Super-real fields 3: Artin-Schreier theory of ordered fields
I was originally going to use this post to talk about gaps in ordered sets, but I thought I'd detour and talk about Artin-Schreier theory instead. I'm going to need it at some point so I may as well include it now.
First of all a note: I made a mistake in my first post on how to specify an order by specifying the positive elements. There's a missing condition. If P is our proposed set of positive elements we also need to have that P does not contain 0 and that the ring is P u {0} u -P. (Note that because P is closed under addition and does not contain 0, P is disjoint from -P). One can easily verify that this condition is satisfied wherever I've used it.
Also, this approximately completely fails to follow Martin Isaac's Algebra: A Graduate Course. At any rate, this is the main reference text I used in writing this, and at least one of the proofs has been lifted out of it.
Let K be any ordered field. Note that any field homomorphism f : R -> K is automatically order preserving. Why? Because every positive element of R is a square, so if x > 0 then x is a square, so f(x) is a square and so positive.

::::::

# Problem 1
Which book does the Artin-Schreier post name as its main reference text?
# Problem 2
From the Artin-Schreier post, quote the part that begins with the words containing "Let K be any" and ends with "and so positive.".
# Problem 3
According to the Artin-Schreier post, why is any field homomorphism from R to an ordered field K automatically order preserving?

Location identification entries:
::::::

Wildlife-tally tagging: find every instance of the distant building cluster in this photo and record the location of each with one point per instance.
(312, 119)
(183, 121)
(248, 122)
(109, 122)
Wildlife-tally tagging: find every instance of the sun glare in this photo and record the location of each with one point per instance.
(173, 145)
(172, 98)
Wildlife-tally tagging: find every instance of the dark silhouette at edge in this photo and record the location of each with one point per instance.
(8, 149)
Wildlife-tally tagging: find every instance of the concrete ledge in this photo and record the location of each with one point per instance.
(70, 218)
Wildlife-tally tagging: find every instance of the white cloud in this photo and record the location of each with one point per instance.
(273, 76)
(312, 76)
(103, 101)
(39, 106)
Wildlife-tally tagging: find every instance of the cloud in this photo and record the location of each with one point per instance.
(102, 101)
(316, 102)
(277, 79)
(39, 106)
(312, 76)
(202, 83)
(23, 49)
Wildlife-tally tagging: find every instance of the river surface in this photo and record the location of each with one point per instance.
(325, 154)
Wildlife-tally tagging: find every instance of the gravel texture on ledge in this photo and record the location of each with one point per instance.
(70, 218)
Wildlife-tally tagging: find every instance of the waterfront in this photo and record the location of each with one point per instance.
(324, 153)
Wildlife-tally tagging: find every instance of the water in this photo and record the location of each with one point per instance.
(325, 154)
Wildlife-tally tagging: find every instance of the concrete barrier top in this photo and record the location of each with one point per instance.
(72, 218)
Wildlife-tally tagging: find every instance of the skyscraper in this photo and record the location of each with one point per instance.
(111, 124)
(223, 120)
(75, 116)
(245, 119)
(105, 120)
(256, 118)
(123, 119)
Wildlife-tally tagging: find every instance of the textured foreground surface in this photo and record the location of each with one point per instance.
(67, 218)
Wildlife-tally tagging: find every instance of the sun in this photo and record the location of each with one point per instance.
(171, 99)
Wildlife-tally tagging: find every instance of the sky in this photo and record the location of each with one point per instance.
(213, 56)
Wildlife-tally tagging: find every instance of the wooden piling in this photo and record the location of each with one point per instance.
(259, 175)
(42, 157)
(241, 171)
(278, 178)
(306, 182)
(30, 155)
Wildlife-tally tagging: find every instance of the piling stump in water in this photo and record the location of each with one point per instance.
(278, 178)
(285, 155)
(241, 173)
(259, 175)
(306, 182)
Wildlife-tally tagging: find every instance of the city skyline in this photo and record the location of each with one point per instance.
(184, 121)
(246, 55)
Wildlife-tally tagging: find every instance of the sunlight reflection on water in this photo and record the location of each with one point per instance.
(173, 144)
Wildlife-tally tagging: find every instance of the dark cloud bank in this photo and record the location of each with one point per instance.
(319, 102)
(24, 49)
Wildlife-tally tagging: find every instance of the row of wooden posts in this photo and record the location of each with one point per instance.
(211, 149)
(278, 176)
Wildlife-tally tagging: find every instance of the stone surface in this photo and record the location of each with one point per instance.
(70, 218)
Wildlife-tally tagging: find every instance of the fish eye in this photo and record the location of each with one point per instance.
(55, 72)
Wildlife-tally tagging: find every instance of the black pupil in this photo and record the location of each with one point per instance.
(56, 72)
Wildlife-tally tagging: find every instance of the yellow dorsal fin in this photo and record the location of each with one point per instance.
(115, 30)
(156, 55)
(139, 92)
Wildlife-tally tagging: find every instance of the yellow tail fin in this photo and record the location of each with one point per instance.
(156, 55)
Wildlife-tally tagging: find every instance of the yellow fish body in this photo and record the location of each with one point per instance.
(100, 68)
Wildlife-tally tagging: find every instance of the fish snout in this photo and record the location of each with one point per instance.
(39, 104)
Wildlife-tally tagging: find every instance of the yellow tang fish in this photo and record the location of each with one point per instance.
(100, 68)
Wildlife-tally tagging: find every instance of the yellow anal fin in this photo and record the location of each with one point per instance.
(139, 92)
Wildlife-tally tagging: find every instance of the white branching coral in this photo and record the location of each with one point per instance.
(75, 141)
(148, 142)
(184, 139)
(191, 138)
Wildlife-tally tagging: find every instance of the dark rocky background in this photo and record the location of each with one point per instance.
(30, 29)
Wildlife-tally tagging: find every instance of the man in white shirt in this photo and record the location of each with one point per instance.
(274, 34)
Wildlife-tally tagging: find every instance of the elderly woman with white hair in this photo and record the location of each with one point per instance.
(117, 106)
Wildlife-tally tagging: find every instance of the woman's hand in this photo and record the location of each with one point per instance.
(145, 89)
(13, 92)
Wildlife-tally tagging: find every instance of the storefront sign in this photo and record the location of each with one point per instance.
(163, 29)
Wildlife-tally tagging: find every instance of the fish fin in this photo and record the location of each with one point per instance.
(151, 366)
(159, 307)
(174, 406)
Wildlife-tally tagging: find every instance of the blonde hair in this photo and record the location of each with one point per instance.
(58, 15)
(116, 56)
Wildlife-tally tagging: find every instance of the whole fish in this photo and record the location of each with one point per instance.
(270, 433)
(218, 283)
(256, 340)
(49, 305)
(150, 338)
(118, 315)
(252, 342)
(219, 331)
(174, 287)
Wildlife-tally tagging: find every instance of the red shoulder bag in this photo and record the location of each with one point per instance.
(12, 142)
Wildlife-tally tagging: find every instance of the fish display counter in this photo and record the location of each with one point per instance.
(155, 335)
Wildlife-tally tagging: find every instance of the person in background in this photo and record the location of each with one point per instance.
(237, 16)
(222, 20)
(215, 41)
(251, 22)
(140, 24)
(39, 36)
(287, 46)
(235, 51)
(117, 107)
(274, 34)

::::::

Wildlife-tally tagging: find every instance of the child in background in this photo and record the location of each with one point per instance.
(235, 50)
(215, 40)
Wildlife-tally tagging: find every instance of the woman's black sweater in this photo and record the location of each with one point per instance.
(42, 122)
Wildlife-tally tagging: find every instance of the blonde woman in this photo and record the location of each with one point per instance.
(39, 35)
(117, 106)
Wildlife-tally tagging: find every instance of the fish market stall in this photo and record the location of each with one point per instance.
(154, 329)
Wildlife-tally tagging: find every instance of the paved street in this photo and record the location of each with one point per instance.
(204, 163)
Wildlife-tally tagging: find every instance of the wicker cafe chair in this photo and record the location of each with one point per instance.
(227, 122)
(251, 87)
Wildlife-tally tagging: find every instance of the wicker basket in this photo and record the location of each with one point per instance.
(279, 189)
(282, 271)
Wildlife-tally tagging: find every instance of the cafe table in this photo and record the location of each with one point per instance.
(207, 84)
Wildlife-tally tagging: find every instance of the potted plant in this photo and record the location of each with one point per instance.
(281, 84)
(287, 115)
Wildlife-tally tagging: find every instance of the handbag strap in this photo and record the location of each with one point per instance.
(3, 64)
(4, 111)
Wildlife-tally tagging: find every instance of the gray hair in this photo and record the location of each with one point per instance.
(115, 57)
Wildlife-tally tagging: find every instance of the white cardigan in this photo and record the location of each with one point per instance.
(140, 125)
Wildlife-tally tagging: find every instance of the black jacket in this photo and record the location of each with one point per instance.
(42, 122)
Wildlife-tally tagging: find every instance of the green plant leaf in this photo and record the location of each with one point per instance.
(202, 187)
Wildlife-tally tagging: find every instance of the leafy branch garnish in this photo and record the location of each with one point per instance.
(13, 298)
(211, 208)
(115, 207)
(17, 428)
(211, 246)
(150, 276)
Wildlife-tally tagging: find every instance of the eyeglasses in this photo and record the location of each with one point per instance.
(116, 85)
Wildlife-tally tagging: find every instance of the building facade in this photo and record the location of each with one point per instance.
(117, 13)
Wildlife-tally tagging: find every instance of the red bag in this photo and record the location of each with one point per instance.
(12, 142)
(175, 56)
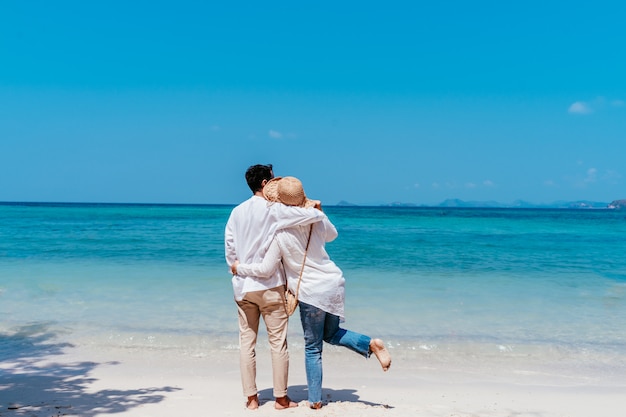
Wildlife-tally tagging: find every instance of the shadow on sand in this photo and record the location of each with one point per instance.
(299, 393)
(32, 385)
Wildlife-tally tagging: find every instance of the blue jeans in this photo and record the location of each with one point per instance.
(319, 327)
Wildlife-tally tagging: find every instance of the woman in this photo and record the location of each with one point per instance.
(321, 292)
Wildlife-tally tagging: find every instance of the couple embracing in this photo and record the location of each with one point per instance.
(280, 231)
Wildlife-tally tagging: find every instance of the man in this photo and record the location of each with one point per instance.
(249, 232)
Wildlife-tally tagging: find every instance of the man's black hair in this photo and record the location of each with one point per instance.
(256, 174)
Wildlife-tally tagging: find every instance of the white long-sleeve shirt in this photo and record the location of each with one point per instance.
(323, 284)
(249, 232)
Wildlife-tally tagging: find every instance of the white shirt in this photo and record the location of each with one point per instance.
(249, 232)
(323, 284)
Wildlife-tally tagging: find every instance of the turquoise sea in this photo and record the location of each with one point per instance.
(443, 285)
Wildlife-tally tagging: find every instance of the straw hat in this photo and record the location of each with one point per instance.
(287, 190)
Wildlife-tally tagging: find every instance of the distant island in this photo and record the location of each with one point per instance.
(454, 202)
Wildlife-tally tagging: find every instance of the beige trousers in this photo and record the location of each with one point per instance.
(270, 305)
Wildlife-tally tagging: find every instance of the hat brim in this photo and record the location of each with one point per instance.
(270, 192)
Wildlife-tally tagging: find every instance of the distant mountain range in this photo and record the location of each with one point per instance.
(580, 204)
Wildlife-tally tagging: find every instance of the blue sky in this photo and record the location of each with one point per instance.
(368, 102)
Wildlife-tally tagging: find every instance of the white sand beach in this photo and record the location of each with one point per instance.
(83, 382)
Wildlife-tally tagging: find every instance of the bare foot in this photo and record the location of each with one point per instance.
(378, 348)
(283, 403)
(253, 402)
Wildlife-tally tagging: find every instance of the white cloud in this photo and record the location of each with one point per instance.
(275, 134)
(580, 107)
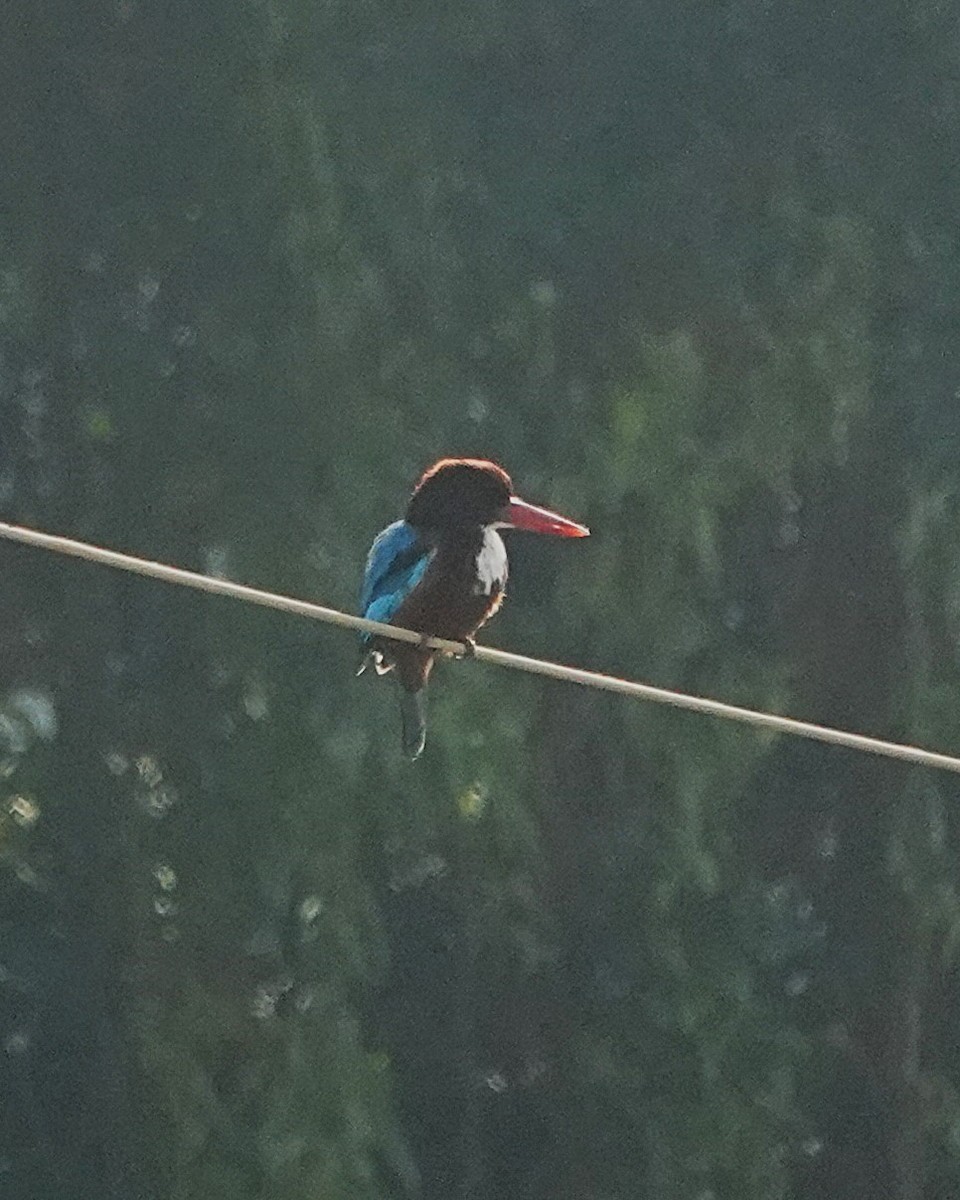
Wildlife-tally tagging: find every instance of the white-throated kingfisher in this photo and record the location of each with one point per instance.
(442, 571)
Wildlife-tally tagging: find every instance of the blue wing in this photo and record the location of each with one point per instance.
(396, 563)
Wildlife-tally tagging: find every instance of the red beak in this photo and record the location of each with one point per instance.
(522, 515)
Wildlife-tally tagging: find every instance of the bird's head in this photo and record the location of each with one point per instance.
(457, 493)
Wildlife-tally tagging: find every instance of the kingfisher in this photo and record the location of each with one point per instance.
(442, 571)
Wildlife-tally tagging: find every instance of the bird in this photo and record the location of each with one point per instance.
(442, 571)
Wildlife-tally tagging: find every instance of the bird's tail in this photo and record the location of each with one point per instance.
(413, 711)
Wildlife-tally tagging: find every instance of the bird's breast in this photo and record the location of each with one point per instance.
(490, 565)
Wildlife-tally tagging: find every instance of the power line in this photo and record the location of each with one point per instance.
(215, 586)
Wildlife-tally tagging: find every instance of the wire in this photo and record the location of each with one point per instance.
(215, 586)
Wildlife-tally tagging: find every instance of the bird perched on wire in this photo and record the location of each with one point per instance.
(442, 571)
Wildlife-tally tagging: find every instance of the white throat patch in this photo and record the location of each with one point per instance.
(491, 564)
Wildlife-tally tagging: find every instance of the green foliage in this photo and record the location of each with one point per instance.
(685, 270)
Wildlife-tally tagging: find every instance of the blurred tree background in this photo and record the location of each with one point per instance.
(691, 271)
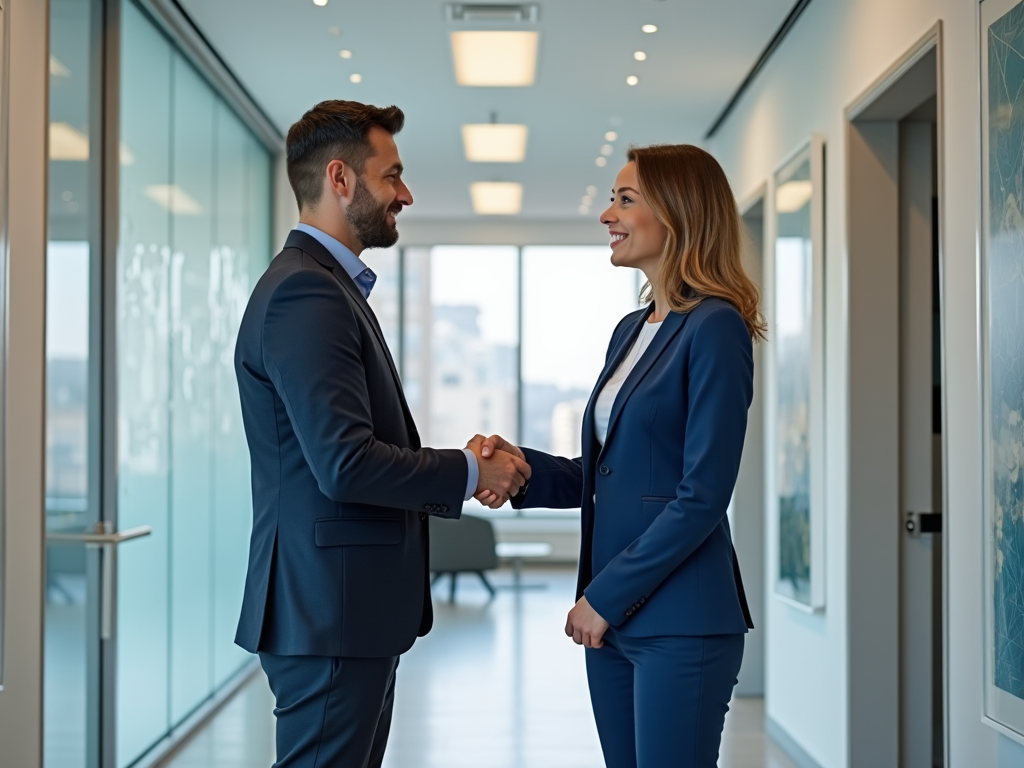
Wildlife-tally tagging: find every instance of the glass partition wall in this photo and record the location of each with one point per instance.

::::::

# Exercise solution 1
Martin Isaac's Algebra: A Graduate Course.

# Exercise solution 2
Let K be any ordered field. Note that any field homomorphism f : R -> K is automatically order preserving. Why? Because every positive element of R is a square, so if x > 0 then x is a square, so f(x) is a square and so positive.

# Exercise solution 3
Every positive element of R is a square. So if x > 0, then x is a square, which makes f(x) a square and therefore positive.